→ **Directions**
With no line omitted, restate the records below exactly as they appear.

##### Records provided

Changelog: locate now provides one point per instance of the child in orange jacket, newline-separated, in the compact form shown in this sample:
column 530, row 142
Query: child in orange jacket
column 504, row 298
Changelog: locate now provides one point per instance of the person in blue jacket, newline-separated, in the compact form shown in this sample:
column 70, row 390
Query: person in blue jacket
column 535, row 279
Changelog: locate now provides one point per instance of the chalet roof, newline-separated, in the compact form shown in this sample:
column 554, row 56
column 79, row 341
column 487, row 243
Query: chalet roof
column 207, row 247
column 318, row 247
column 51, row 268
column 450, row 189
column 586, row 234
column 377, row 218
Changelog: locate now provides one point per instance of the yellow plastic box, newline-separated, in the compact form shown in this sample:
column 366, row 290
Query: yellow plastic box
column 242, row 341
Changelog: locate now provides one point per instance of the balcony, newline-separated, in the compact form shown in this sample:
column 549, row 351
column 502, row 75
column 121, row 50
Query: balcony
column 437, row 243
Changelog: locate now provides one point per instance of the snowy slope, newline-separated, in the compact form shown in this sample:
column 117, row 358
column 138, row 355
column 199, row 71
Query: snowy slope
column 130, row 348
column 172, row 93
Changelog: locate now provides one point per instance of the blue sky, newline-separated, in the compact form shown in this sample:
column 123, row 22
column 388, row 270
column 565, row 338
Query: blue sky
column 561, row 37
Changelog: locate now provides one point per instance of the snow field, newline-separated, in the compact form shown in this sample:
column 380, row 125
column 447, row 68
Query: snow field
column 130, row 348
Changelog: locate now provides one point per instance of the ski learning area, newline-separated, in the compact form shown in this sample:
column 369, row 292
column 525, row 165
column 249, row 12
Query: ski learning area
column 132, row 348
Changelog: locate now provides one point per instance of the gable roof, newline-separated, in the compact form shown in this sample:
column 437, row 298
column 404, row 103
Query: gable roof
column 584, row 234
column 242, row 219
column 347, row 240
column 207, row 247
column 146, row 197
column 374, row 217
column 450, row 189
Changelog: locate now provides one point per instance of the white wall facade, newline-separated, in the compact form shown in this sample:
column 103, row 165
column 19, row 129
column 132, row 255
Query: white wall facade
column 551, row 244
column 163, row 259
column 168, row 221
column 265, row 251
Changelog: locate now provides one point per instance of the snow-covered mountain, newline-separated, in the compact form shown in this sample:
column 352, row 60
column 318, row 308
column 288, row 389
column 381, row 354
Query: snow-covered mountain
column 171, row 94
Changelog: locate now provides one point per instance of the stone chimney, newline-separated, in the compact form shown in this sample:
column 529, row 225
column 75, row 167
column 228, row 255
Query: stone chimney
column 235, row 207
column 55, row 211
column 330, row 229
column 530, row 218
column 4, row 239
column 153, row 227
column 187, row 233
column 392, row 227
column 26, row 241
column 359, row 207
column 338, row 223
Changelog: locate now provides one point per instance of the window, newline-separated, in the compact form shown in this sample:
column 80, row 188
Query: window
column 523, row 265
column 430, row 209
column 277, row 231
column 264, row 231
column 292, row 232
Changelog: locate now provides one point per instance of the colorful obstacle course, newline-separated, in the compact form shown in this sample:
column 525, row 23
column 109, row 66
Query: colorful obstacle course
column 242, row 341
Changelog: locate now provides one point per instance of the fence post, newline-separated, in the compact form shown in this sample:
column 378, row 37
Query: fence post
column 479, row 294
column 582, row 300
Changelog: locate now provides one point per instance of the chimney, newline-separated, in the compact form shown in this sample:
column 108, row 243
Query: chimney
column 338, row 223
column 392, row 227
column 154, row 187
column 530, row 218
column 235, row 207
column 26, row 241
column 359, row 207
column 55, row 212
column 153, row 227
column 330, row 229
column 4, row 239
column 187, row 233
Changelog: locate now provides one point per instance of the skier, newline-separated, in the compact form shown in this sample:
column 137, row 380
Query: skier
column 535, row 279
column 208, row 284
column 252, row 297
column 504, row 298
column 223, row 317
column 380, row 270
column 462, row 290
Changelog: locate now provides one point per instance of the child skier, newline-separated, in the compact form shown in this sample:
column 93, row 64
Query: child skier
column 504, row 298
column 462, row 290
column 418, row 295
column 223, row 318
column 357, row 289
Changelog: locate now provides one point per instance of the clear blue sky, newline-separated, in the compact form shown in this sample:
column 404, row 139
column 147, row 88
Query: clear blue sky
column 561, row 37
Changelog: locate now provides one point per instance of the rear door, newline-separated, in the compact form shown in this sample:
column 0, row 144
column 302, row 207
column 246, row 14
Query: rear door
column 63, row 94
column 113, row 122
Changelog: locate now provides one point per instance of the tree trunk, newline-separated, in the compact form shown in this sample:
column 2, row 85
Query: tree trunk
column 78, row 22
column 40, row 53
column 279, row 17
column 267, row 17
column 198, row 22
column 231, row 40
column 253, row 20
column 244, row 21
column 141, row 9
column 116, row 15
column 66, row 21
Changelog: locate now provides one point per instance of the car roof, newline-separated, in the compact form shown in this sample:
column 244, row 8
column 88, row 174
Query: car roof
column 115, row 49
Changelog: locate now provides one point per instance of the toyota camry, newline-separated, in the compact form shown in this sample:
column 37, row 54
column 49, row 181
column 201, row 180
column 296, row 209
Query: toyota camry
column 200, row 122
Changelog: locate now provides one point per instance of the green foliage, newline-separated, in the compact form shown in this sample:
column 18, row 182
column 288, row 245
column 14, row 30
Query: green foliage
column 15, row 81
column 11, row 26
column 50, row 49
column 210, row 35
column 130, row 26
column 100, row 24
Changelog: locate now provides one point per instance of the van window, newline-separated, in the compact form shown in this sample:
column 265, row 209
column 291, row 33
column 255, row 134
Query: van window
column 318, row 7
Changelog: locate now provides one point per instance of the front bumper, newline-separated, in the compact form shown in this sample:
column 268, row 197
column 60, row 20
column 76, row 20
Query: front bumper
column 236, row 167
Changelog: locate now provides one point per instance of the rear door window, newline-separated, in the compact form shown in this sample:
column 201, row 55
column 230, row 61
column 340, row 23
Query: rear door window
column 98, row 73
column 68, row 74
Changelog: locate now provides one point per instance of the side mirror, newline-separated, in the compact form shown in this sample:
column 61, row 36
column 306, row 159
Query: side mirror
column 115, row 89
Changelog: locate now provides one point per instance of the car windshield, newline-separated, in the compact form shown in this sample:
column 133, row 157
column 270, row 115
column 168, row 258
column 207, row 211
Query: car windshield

##########

→ **Worked solution**
Changelog: locate now provides one point per instance of the child in orange jacket, newline-separated, in the compact form shown in this sample:
column 530, row 142
Query: child in orange jacket
column 504, row 298
Changelog: locate now provides one point per instance of the person in blue jacket, newline-separated, in the compact form shown in this sample:
column 70, row 390
Query: person in blue jacket
column 535, row 279
Changelog: locate now provides one point per instance of the chalet roof, newline-separated, in the compact form shown in this sample:
column 554, row 56
column 79, row 341
column 487, row 243
Query: chalet roof
column 207, row 247
column 318, row 247
column 51, row 268
column 450, row 189
column 586, row 234
column 377, row 218
Changelog: locate now provides one point per instance of the yellow plastic box, newline-separated, in the compact form shown in this sample:
column 366, row 290
Query: yellow plastic box
column 242, row 341
Changelog: locate now provides one point per instance of the balcony, newline-separated, in the compact form shown in this sample:
column 549, row 351
column 502, row 75
column 121, row 50
Query: balcony
column 437, row 243
Changelog: locate now provides one point per instance of the snowy slope, newline-separated, in the compact form shown in this sample:
column 117, row 358
column 138, row 355
column 199, row 71
Query: snowy slope
column 130, row 348
column 172, row 93
Changelog: locate now provides one point per instance of the blue sky, newline-separated, in the compact form shown in this sample:
column 123, row 22
column 388, row 270
column 565, row 338
Query: blue sky
column 561, row 37
Changelog: locate now provides one point per instance of the snow field, newline-separated, in the compact form shown in this sample:
column 380, row 125
column 447, row 68
Query: snow field
column 130, row 348
Changelog: locate now provides one point per instance of the ski learning area, newline-separated, in the compact form shown in this sample:
column 369, row 292
column 525, row 165
column 249, row 12
Query: ski learning area
column 132, row 348
Changelog: locate now provides one point per instance of the gable roof, newline-separated, in the compact form shown in this sample:
column 437, row 298
column 404, row 103
Query: gable roof
column 584, row 234
column 242, row 219
column 347, row 240
column 207, row 247
column 146, row 197
column 374, row 217
column 450, row 189
Changelog: locate now provides one point per instance of the white wall facade, newline-separated, in the compact form shown in this sample:
column 103, row 165
column 19, row 129
column 132, row 255
Query: white wall facade
column 551, row 244
column 163, row 259
column 168, row 221
column 265, row 251
Changelog: locate now provides one point per instance of the snow-covered mountain, newline-separated, in the compact form shown in this sample:
column 352, row 60
column 318, row 308
column 288, row 389
column 381, row 354
Query: snow-covered mountain
column 171, row 94
Changelog: locate now provides one point per instance of the stone chimney, newline-separated, in the compact form shown in this sample:
column 529, row 225
column 75, row 167
column 228, row 255
Query: stone chimney
column 235, row 207
column 55, row 211
column 330, row 229
column 530, row 218
column 4, row 239
column 153, row 227
column 187, row 233
column 392, row 227
column 26, row 241
column 359, row 207
column 338, row 223
Changelog: locate now provides one point per instance of the window, newline-separated, in the compact form shown in this sample:
column 80, row 188
Query: window
column 523, row 265
column 430, row 209
column 277, row 231
column 264, row 231
column 292, row 232
Changelog: locate now provides one point per instance of the colorful obstacle course, newline-separated, in the compact form shown in this sample:
column 525, row 23
column 109, row 66
Query: colorful obstacle course
column 242, row 341
Changelog: locate now provides one point per instance of the fence post, newline-separated, in the compact form shown in this sample:
column 378, row 37
Query: fence post
column 479, row 294
column 582, row 300
Changelog: locate now provides one point per instance of the chimney, newline-separated, in the compact form shown in this sample:
column 108, row 243
Query: chimney
column 338, row 223
column 392, row 227
column 154, row 187
column 530, row 218
column 235, row 207
column 26, row 241
column 359, row 207
column 55, row 212
column 153, row 227
column 330, row 229
column 4, row 239
column 187, row 233
Changelog: locate now provides one point per instance of the skier, newline-separated, in the compact form shown in this sample:
column 137, row 380
Query: skier
column 535, row 279
column 208, row 284
column 252, row 297
column 504, row 298
column 223, row 317
column 380, row 270
column 462, row 290
Changelog: locate now provides one point per instance of the child skier, newline-separated, in the compact form shown in this sample:
column 93, row 64
Query: child skier
column 504, row 298
column 462, row 290
column 418, row 295
column 223, row 318
column 357, row 289
Changelog: locate now provides one point per instance of the clear blue sky, newline-separated, in the compact form shown in this sample:
column 404, row 139
column 147, row 88
Query: clear blue sky
column 561, row 37
Changelog: locate now provides one point per instance of the rear door, newline-separated, in the compact form shown in this sample:
column 0, row 144
column 302, row 207
column 246, row 14
Query: rear door
column 63, row 94
column 113, row 122
Changelog: locate now provides one point per instance of the tree trunk, newline-separated, in the compact form shown in this sample:
column 2, row 85
Query: tree trunk
column 78, row 22
column 40, row 53
column 279, row 17
column 267, row 17
column 198, row 22
column 231, row 40
column 253, row 20
column 244, row 21
column 141, row 9
column 116, row 15
column 66, row 21
Changelog: locate now provides one point per instance of the car roof, newline-separated, in the compact form shown in this sample:
column 244, row 8
column 88, row 174
Query: car roof
column 115, row 49
Changelog: locate now provides one point per instance of the toyota camry, newline-separated, in the compact form shown in this sample:
column 37, row 54
column 49, row 181
column 201, row 180
column 296, row 209
Query: toyota camry
column 200, row 122
Changelog: locate now provides one point per instance of the green foliage, newline-separated, in the compact form shown in this sample:
column 18, row 182
column 288, row 245
column 14, row 30
Query: green foliage
column 15, row 81
column 11, row 26
column 50, row 49
column 210, row 35
column 130, row 26
column 100, row 24
Changelog: locate now provides one point per instance of the van window, newline-separated, in the compact form shown in this sample:
column 265, row 209
column 291, row 33
column 255, row 134
Query: van window
column 318, row 7
Changelog: locate now provides one point per instance of the front bumper, newline-separated, in the compact form shown in this sample:
column 268, row 197
column 60, row 20
column 76, row 20
Query: front bumper
column 236, row 167
Changelog: locate now provides one point per instance of the rear door window, newline-separated, in the compact form shown in this sample:
column 201, row 55
column 230, row 61
column 340, row 23
Query: rear door window
column 98, row 73
column 68, row 74
Changelog: locate now provides one point per instance of the side mirror, newline-separated, in the compact form shown in this sample:
column 61, row 36
column 306, row 159
Query: side mirror
column 115, row 89
Changelog: locate now provides one point per instance of the car windshield, newline-separated, in the compact form shown in this sample:
column 133, row 157
column 270, row 115
column 168, row 258
column 207, row 211
Query: car windshield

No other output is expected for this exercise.